*Rows for bounding box labeling*:
= = =
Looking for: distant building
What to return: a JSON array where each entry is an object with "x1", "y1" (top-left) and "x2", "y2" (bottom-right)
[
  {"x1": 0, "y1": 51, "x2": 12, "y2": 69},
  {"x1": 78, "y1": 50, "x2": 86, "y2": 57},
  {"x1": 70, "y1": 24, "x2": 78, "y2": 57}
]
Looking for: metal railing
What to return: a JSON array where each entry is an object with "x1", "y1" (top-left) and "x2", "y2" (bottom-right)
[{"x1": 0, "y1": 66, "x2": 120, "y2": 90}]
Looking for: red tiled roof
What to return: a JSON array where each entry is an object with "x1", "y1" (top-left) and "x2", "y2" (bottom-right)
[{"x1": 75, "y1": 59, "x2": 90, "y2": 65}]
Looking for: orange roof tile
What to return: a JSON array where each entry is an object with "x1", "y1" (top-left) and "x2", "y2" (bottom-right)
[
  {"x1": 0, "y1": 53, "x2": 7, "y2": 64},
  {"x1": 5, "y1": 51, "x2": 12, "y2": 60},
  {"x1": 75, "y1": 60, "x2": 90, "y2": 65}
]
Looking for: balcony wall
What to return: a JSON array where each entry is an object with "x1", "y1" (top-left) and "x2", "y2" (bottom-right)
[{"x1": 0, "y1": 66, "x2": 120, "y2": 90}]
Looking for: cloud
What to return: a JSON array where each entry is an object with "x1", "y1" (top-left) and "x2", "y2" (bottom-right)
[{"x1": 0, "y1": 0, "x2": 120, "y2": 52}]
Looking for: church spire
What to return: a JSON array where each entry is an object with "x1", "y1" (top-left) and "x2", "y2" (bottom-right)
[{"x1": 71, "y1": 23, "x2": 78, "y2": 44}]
= = =
*Set task*: Copy out the part that opens with the line containing "Looking for: church spire" and runs through the end of the rows, keeping every line. Add 103 to each coordinate value in the answers.

*Answer to this task*:
Looking for: church spire
What to return: a JSON array where each entry is an object with "x1", "y1" (top-left) and "x2", "y2" (bottom-right)
[{"x1": 174, "y1": 126, "x2": 181, "y2": 147}]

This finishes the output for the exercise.